## Zu lesender Auszug
------------------------------

Was wir wissen, wissen wir einfach und können es im Allgemeinen
auch sprachlich ausdrücken. Genau daran erinnern, wann und wo
wir dieses Wissen erworben haben, können wir aber in der Regel
nicht. Kontextuelle Informationen darüber werden dabei nämlich
nicht gespeichert. Können wir es doch, dann hat uns uns dabei das
episodische Gedächtnis auf die Sprünge geholfen. So wissen wir
gewöhnliches einiges über das Urlaubsland, über Land und Leute,
in dem wir im letzten Jahr gewesen sind (semantisches
Gedächtnis), was wir dort aber erlebt haben, sind "gelebte" oder
"erfahrene" Erinnerungen, ein Wissen anderer Art.
-
Um eine ganz
andere Art von Wissen geht es bei Erinnerungen, für die das ▪
episodisches Gedächtnis zuständig ist. Damit sind nicht notes
(Notizen, Memos oder Erinnerungen) gemeint, die wir z. B.
handschriftlich oder in entsprechenden Apps notieren. Erinnerungen
sind Gedächtnisinhalte, die mit in der Regel komplexen Ereignissen
in der Vergangenheit zu tun haben, sofern sie sich nicht vor dem 3.

------------------------------

## Gesammelte Daten
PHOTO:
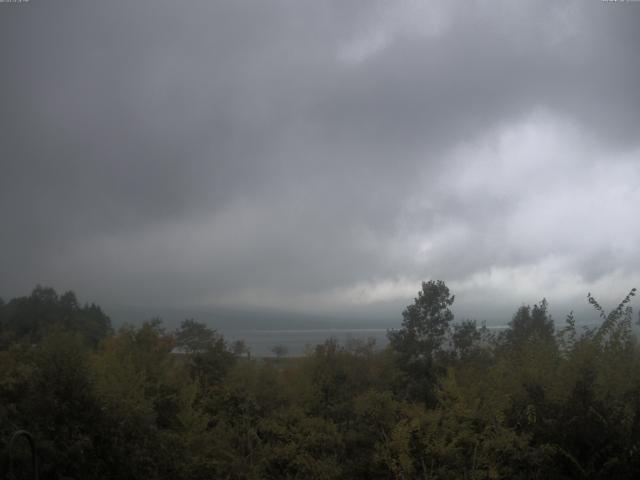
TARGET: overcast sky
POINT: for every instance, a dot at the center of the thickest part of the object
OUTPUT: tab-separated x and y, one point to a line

------------------------------

## Zu erledigende Aufgaben
1. Welche Informationen werden laut dem Auszug über das Gedächtnis beim Erwerb von Wissen nicht gespeichert?
2. Ersetze im Auszug über das Gedächtnis "Urlaubsland" durch "Ferienland" und gib dabei die Passage von "Was wir wissen, wissen" bis einschließlich "Wissen anderer Art." erneut wieder.
3. Führe den Auszug über das Gedächtnis im Anschluss an seinen letzten Satz weiter.

## Ergebnisse der Aufgaben
1. Kontextuelle Informationen darüber, wann und wo wir das Wissen erworben haben, werden nicht gespeichert.

2.
Was wir wissen, wissen wir einfach und können es im Allgemeinen
auch sprachlich ausdrücken. Genau daran erinnern, wann und wo
wir dieses Wissen erworben haben, können wir aber in der Regel
nicht. Kontextuelle Informationen darüber werden dabei nämlich
nicht gespeichert. Können wir es doch, dann hat uns uns dabei das
episodische Gedächtnis auf die Sprünge geholfen. So wissen wir
gewöhnliches einiges über das Ferienland, über Land und Leute,
in dem wir im letzten Jahr gewesen sind (semantisches
Gedächtnis), was wir dort aber erlebt haben, sind "gelebte" oder
"erfahrene" Erinnerungen, ein Wissen anderer Art.

3.
Lebensjahr (infantile Amnesie) ereignet haben. Wenn wir sie abrufen,
begeben wir uns quasi auf eine Zeitreise in die Vergangenheit und
rufen "in Raum und Zeit lokalisierbare Episoden des eigenen Lebens,
deren Abruf mit der ganz spezifischen Qualität des 'Ich war
da-und-dort' verbunden sind." (Wentura/Frings 2013,
S.120).
Gemeinsam mit dem ▪
prozeduralen Gedächtnis sind
das semantische und das episodische Gedächtnis wohl die Gedächtnissysteme,
deren Arbeit man sich als Laie am ehesten vorstellen kann, auch wenn
dies nicht immer auf der Basis der experimentellen
Grundlagenforschung erfolgen kann. Dementsprechend wird auf sie in
der nachfolgenden Darstellung allein fokussiert.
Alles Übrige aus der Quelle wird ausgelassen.